What is required
Only the pictures are to be left out; return the rest of the data exactly as it stands.

___

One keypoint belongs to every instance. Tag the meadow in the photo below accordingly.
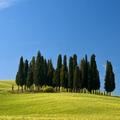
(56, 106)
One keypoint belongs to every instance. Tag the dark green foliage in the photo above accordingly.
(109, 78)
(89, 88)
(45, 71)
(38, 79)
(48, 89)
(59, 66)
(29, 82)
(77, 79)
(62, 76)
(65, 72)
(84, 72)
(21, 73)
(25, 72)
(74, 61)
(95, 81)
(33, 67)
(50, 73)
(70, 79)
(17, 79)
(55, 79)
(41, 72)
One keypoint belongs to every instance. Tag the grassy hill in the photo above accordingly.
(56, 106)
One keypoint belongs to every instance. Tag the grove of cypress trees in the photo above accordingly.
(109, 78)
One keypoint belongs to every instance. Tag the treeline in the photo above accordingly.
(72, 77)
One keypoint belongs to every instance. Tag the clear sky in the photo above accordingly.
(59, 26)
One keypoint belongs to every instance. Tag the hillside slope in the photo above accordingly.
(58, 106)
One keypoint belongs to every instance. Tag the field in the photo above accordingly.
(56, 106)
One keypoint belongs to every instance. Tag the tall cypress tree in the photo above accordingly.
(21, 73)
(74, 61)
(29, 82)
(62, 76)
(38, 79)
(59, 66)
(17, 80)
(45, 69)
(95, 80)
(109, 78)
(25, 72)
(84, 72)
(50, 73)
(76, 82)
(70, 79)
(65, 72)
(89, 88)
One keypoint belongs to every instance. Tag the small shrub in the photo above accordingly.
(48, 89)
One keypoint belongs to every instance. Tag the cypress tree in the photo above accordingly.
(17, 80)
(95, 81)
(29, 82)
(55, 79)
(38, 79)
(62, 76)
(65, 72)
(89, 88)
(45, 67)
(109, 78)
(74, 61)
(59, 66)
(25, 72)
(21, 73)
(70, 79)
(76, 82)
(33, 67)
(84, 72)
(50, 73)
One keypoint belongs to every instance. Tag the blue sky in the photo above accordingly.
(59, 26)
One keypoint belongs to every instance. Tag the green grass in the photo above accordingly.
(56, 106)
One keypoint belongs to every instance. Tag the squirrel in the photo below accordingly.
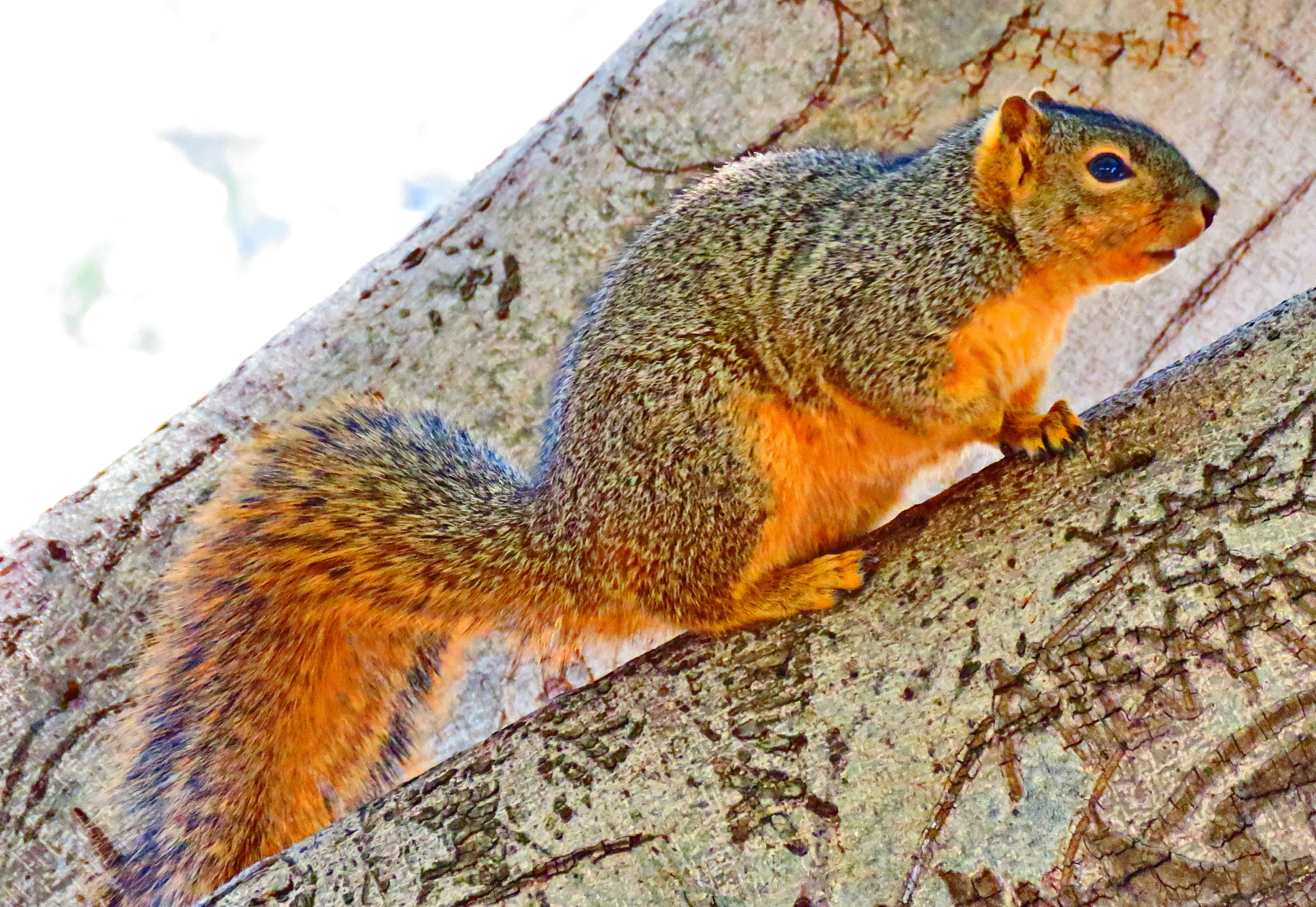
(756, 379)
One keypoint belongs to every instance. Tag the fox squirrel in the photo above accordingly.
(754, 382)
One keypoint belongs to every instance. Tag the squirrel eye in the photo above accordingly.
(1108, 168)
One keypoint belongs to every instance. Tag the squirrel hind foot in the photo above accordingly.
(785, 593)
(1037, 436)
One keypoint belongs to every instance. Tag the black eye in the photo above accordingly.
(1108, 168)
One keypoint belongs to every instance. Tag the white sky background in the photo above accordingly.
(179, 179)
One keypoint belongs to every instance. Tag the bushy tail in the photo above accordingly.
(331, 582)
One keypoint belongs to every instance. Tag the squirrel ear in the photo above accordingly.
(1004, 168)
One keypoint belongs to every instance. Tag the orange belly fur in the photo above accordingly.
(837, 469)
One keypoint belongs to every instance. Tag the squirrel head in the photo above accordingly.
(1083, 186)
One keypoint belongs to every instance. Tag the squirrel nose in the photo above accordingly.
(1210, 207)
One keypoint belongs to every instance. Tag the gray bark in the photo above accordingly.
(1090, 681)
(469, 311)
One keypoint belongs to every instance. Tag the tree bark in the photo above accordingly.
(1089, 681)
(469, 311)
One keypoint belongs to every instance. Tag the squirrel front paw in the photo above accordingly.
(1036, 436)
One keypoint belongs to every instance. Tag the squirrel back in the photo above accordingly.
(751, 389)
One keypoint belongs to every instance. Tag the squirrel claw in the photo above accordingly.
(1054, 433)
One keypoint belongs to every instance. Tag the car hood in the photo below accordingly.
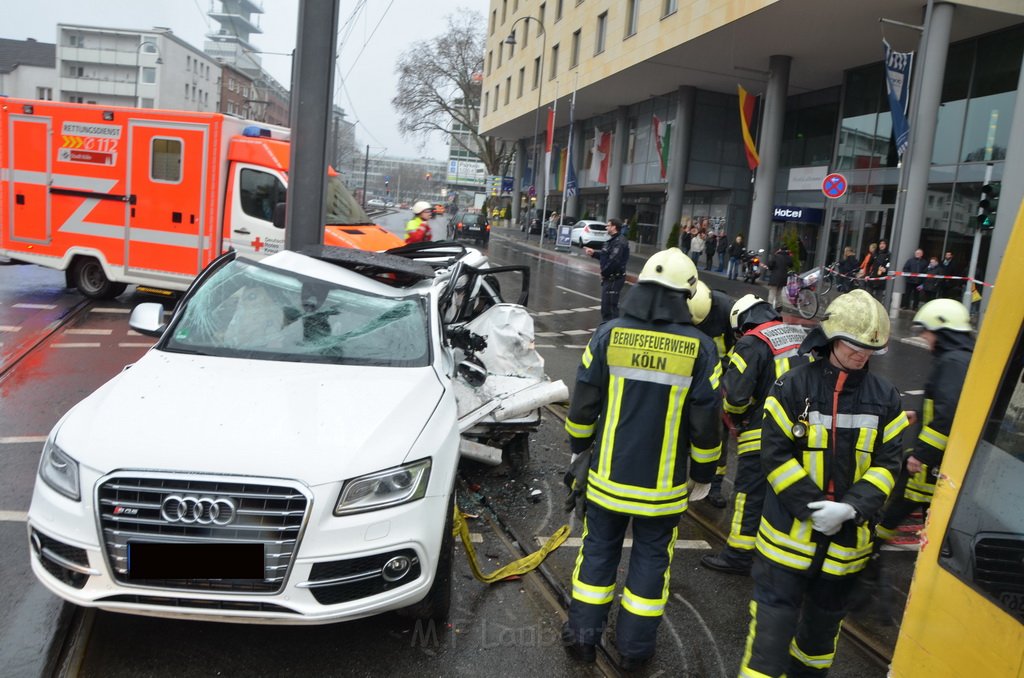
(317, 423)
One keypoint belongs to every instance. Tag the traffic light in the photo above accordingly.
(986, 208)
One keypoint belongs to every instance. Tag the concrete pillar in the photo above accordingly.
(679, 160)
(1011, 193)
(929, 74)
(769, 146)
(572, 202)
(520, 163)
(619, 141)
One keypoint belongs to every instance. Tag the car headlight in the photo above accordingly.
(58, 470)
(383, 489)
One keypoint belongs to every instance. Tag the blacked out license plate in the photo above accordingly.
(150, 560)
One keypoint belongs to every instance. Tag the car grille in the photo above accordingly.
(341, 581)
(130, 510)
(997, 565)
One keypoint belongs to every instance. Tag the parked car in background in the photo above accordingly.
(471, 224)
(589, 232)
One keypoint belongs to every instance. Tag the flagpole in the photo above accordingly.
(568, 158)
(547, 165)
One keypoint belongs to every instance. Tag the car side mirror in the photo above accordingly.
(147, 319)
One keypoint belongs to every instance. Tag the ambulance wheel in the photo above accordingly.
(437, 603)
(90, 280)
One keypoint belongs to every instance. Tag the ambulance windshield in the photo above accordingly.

___

Written solution
One keypoint belongs to every instance. Tag the meadow in the photo below accordingly.
(56, 106)
One keypoint belongs to every instance. Tag the dark green foliage in the photo above accordingly.
(109, 78)
(89, 88)
(45, 71)
(38, 79)
(48, 89)
(59, 66)
(29, 82)
(77, 79)
(62, 76)
(65, 72)
(84, 72)
(21, 73)
(25, 72)
(74, 61)
(95, 81)
(33, 67)
(50, 73)
(70, 79)
(17, 79)
(55, 79)
(41, 72)
One keypoint belongs to every instance. Tag the grassy hill in the photo above accordingly.
(56, 106)
One keypoint belongs to every instance. Tag the grove of cypress trees in the photo above accordingly.
(109, 78)
One keypoint belongs to every instance. Tag the treeline in the photo above accordingly.
(72, 77)
One keypoint belongs to every instance. Tag the clear sky in the photo above accordingly.
(59, 26)
One keypoint belongs to every instance. Tag the hillside slope in the photo above accordingly.
(58, 106)
One keypoint belongs to every instance. Tag the field in the photo above accordingly.
(56, 106)
One keypoint belongs to every instance. Tag the tall cypress tree in the photo above accordingly.
(21, 73)
(74, 61)
(29, 82)
(62, 76)
(38, 79)
(59, 66)
(17, 80)
(45, 69)
(95, 80)
(109, 78)
(25, 72)
(84, 72)
(50, 73)
(76, 82)
(70, 79)
(65, 72)
(89, 88)
One keypoint belongs to every instance. Tag the small shrub in the photo above accordingly.
(48, 89)
One keypoint belongs to every instance. Tag the cypress tree in the photo above accordingly.
(17, 80)
(95, 81)
(29, 82)
(55, 79)
(38, 79)
(62, 76)
(65, 72)
(89, 88)
(45, 67)
(109, 78)
(74, 61)
(59, 66)
(25, 72)
(21, 73)
(70, 79)
(76, 82)
(33, 67)
(84, 72)
(50, 73)
One keypoint belongs to every instance. Tag the blue sky in the photo above accordingly.
(59, 26)
One keypoint belongs to every instance. Tag the green grass in the photo above accordingly.
(56, 106)
One keypoint belongs to every instance. Tag the squirrel in the photo below accordingly.
(756, 379)
One keypoint belongs to every instance. Tag the fox squirrel in the photo above accordingly.
(754, 382)
One keypoint belongs to every instance. Tag the squirrel eye in the photo above accordingly.
(1108, 168)
One keypoint belongs to every instance. Tag the squirrel hind foot in the photo above accordingly.
(785, 593)
(1037, 436)
One keypoint belongs to every instance. Tag the black eye in the photo above accordingly.
(1108, 168)
One keypoint belongs to every instance. Tag the white sky background in the photo above accordingly.
(179, 179)
One keypoint belongs to every instance. Tag the bushy tail in the photo above accordingly.
(331, 582)
One keypoint belongs to every instance. Tag the squirrel ear in the photo above accordingly.
(1004, 168)
One keypoint belongs to every instance. Tag the orange belly fur in the photo above accordingly.
(837, 469)
One keypoint belongs to every instance. Tag the squirrel head in the photo above accordingly.
(1083, 186)
One keypoint belongs to every instance. Tag the squirrel nose in the photo above accordingly.
(1210, 207)
One keypoint belongs to every instance. Tag the gray bark in the photo above accordingly.
(1090, 681)
(469, 311)
One keypoint belongs to every instance. Tag the tree bark in the photo above accordingly.
(1089, 681)
(469, 311)
One keypoint belongs to every instance. Tag the squirrel front paw in the photo above accordingly.
(1036, 436)
One keypoint belongs to every instance. Tag the squirrel back in the photo above accordingly.
(751, 389)
One keypoint belongs to every instance. Tag the squirrel claw in the photo above accordingly.
(1054, 433)
One keypoint belongs to every instance. Tag the car hood in the photo below accordingly.
(317, 423)
One keypoint belongs to every instance. Tag the traffic light in the photo above accordingly.
(986, 208)
One keypoint belongs to every instance. Tag the concrete pillar in the photo above accordingly.
(679, 160)
(1011, 193)
(929, 74)
(769, 146)
(572, 202)
(520, 163)
(619, 141)
One keypoint belongs to every instance. Tag the car headlight in the photo above accordingly.
(58, 470)
(383, 489)
One keypoint belongs to every instance. Tag the blacked out license plate in the photo above accordingly.
(150, 560)
One keypoint belongs to every instance. Tag the car grille in the photo above accordingly.
(341, 581)
(130, 510)
(997, 565)
One keypoint belongs to every instance. Tag the parked car in background in the photo above accordingly.
(471, 224)
(589, 232)
One keypoint belongs to every instance. Tag the flagpole in the photo above accordingly.
(568, 158)
(547, 165)
One keypoint belongs to every instance. Tag the car side mirror in the photo above accordingly.
(147, 319)
One keypoint belongs to every instance. Tag the ambulance wheel in the photo above accordingly.
(437, 603)
(90, 280)
One keypoint belongs to every instance. Tag the ambulance windshield in the photo above accordingly.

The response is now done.